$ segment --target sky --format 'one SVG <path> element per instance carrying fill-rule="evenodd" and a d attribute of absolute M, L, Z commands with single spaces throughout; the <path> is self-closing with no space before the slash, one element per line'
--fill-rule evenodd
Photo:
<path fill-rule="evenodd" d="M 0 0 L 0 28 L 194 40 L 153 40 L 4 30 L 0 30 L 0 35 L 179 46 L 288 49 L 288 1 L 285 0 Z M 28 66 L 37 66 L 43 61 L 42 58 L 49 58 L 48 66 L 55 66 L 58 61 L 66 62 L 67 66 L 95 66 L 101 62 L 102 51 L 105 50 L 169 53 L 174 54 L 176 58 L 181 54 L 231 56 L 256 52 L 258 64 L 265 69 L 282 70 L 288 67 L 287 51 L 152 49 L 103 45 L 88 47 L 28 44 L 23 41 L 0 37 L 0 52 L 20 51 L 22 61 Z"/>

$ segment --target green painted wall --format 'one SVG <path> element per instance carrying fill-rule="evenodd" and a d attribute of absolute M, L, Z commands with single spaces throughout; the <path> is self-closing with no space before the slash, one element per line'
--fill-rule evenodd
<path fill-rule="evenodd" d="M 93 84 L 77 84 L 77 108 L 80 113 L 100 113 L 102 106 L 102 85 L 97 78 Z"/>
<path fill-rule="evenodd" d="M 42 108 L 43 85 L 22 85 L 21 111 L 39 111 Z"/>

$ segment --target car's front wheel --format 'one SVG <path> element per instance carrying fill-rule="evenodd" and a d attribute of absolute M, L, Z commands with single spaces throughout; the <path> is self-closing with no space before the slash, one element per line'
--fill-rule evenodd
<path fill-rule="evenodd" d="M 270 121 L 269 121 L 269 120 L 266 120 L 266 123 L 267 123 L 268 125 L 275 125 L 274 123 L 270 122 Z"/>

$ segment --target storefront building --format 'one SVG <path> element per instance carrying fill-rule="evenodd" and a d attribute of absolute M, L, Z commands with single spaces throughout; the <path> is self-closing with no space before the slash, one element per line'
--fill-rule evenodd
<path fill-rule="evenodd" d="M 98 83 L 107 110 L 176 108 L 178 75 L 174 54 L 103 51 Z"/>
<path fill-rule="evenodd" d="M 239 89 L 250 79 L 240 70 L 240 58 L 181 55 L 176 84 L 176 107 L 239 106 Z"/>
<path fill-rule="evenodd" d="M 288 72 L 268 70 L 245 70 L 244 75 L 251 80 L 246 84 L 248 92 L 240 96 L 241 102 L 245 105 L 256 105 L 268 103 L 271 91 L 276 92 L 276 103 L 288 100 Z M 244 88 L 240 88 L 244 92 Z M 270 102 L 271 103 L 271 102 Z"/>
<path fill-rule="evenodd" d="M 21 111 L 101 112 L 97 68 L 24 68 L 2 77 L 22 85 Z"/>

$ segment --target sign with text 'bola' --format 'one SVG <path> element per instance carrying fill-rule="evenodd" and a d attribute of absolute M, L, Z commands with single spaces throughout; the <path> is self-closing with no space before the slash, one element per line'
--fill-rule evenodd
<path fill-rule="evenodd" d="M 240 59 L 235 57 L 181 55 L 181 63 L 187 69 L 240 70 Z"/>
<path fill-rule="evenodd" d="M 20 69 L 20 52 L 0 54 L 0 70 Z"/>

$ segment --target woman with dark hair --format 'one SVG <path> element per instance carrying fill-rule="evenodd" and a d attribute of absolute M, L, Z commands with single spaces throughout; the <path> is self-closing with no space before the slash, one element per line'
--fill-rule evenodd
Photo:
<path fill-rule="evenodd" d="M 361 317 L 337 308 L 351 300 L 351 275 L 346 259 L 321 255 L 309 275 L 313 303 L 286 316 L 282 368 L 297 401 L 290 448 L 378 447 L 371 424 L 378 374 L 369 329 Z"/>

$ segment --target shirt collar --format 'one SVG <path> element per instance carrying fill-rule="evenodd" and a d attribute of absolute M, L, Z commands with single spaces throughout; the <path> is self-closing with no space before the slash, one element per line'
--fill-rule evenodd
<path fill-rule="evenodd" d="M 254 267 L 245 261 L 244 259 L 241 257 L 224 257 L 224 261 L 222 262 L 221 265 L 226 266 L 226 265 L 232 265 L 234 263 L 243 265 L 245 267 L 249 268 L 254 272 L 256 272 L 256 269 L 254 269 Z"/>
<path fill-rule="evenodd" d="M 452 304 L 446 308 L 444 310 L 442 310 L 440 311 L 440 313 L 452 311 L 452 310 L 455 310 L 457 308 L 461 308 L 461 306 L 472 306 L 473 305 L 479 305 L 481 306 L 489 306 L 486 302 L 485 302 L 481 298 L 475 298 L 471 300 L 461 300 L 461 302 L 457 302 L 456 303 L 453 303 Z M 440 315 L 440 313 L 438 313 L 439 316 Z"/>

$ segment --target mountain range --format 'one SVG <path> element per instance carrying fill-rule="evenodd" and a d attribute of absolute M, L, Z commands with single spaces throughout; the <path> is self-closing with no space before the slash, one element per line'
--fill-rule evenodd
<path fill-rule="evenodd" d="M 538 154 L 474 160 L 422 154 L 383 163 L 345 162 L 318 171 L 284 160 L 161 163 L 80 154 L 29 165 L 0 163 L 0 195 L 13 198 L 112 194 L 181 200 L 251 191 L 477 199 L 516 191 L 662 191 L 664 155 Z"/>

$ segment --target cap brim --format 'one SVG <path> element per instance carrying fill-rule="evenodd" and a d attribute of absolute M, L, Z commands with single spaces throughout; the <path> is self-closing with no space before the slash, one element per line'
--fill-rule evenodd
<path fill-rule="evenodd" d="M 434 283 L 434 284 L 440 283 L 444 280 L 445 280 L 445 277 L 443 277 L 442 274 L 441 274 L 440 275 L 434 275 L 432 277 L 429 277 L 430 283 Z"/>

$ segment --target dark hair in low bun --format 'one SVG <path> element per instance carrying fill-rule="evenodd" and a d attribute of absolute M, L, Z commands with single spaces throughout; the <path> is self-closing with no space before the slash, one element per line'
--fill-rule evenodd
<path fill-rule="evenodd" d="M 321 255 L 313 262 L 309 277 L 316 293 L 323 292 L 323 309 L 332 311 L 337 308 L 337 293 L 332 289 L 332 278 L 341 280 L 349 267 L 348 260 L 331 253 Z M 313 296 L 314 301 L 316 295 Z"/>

# Task
Could you output all of the records above again, character for character, with nothing changed?

# Worked answer
$ segment --target sky --format 'one SVG <path> element per instance carrying fill-rule="evenodd" and a d attribute of absolute M, L, Z commands with single spaces throughout; the <path> is self-closing with no space before the slash, one element per line'
--fill-rule evenodd
Photo:
<path fill-rule="evenodd" d="M 0 0 L 0 28 L 194 40 L 153 40 L 4 30 L 0 30 L 0 35 L 179 46 L 288 49 L 288 1 L 285 0 Z M 28 66 L 37 66 L 43 61 L 42 58 L 49 58 L 48 66 L 55 66 L 58 61 L 66 62 L 67 66 L 95 66 L 101 62 L 102 51 L 105 50 L 169 53 L 174 54 L 176 58 L 181 54 L 231 56 L 256 52 L 258 64 L 265 69 L 282 70 L 288 67 L 287 51 L 152 49 L 103 45 L 88 47 L 28 44 L 23 41 L 0 37 L 0 52 L 20 51 L 22 61 Z"/>

$ segment --target green painted wall --format 'one SVG <path> element per instance carrying fill-rule="evenodd" and a d attribute of absolute M, L, Z commands with single spaces throughout; the <path> is self-closing with no space before the slash, one element per line'
--fill-rule evenodd
<path fill-rule="evenodd" d="M 93 84 L 77 84 L 77 108 L 80 113 L 100 113 L 102 106 L 102 85 L 97 78 Z"/>
<path fill-rule="evenodd" d="M 42 108 L 43 85 L 22 85 L 21 111 L 39 111 Z"/>

$ segment --target car's front wheel --format 'one SVG <path> element per instance carrying fill-rule="evenodd" and a d attribute of absolute M, L, Z commands with single spaces throughout; the <path> is self-closing with no space before the slash, one element per line'
--fill-rule evenodd
<path fill-rule="evenodd" d="M 270 121 L 269 121 L 269 120 L 266 120 L 266 123 L 267 123 L 268 125 L 275 125 L 274 123 L 270 122 Z"/>

$ segment --target storefront building --format 'one SVG <path> element per instance carrying fill-rule="evenodd" and a d attribute of absolute M, L, Z commands with single spaces throughout; the <path> is self-closing with no space before the slash, one element per line'
--fill-rule evenodd
<path fill-rule="evenodd" d="M 98 83 L 107 110 L 176 108 L 178 75 L 174 54 L 103 51 Z"/>
<path fill-rule="evenodd" d="M 239 89 L 250 79 L 240 70 L 240 58 L 181 55 L 176 84 L 176 107 L 239 106 Z"/>
<path fill-rule="evenodd" d="M 288 72 L 268 70 L 245 70 L 244 75 L 251 80 L 246 84 L 248 92 L 240 96 L 241 102 L 245 105 L 256 105 L 268 103 L 271 91 L 276 92 L 276 103 L 288 100 Z M 244 88 L 240 88 L 244 92 Z M 270 102 L 271 103 L 271 102 Z"/>
<path fill-rule="evenodd" d="M 21 111 L 101 112 L 97 68 L 24 68 L 2 77 L 22 85 Z"/>

$ segment --target sign with text 'bola' --format 'one SVG <path> element per instance carrying fill-rule="evenodd" and a d attribute of absolute M, L, Z commands with single spaces throughout; the <path> is self-closing with no space before the slash, one element per line'
--fill-rule evenodd
<path fill-rule="evenodd" d="M 240 59 L 235 57 L 181 55 L 181 63 L 187 69 L 240 70 Z"/>
<path fill-rule="evenodd" d="M 20 69 L 20 52 L 0 54 L 0 70 Z"/>

$ segment --target woman with dark hair --format 'one SVG <path> element per instance carrying fill-rule="evenodd" and a d attribute of absolute M, L, Z commands with single spaces throughout; the <path> is self-closing with no space before the slash, one element per line'
--fill-rule evenodd
Photo:
<path fill-rule="evenodd" d="M 361 317 L 337 308 L 351 300 L 351 275 L 346 259 L 321 255 L 309 275 L 313 303 L 286 316 L 282 368 L 297 401 L 290 448 L 378 447 L 371 424 L 378 374 L 369 329 Z"/>

$ segment --target shirt collar --format 'one SVG <path> element per instance carrying fill-rule="evenodd" and a d attribute of absolute M, L, Z commands with single spaces throughout; the <path> is self-closing with no space before the slash, one element per line'
--fill-rule evenodd
<path fill-rule="evenodd" d="M 254 267 L 245 261 L 244 259 L 241 257 L 224 257 L 224 261 L 222 262 L 221 265 L 226 266 L 226 265 L 232 265 L 234 263 L 243 265 L 245 267 L 249 268 L 254 272 L 256 272 L 256 269 L 254 269 Z"/>
<path fill-rule="evenodd" d="M 452 304 L 446 308 L 444 310 L 442 310 L 440 311 L 440 313 L 452 311 L 452 310 L 455 310 L 457 308 L 461 308 L 461 306 L 472 306 L 473 305 L 479 305 L 481 306 L 489 306 L 486 302 L 485 302 L 481 298 L 475 298 L 471 300 L 461 300 L 461 302 L 457 302 L 456 303 L 453 303 Z M 440 315 L 440 313 L 438 313 L 439 316 Z"/>

$ segment --target mountain range --format 'one SVG <path> element per instance carrying fill-rule="evenodd" and a d attribute of absolute M, L, Z commands with single spaces throughout; the <path> is self-closing with no space before the slash, one element per line'
--fill-rule evenodd
<path fill-rule="evenodd" d="M 538 154 L 474 160 L 422 154 L 383 163 L 345 162 L 318 171 L 284 160 L 161 163 L 80 154 L 29 165 L 0 163 L 0 195 L 13 198 L 112 194 L 181 200 L 251 191 L 477 199 L 516 191 L 662 191 L 664 155 Z"/>

$ segment --target cap brim --format 'one SVG <path> element per instance carrying fill-rule="evenodd" and a d attribute of absolute M, L, Z commands with single spaces throughout; the <path> is self-closing with no space before the slash, one element per line'
--fill-rule evenodd
<path fill-rule="evenodd" d="M 434 283 L 434 284 L 440 283 L 444 280 L 445 280 L 445 277 L 443 277 L 442 274 L 441 274 L 440 275 L 434 275 L 432 277 L 429 277 L 430 283 Z"/>

$ segment --target dark hair in low bun --format 'one SVG <path> element per instance carrying fill-rule="evenodd" and a d attribute of absolute M, L, Z commands with single spaces throughout; the <path> is self-closing with no space before the slash, one element per line'
--fill-rule evenodd
<path fill-rule="evenodd" d="M 321 255 L 313 262 L 309 277 L 316 293 L 323 292 L 323 309 L 332 311 L 337 308 L 337 293 L 332 289 L 332 278 L 341 280 L 349 267 L 348 260 L 331 253 Z M 313 296 L 314 301 L 316 295 Z"/>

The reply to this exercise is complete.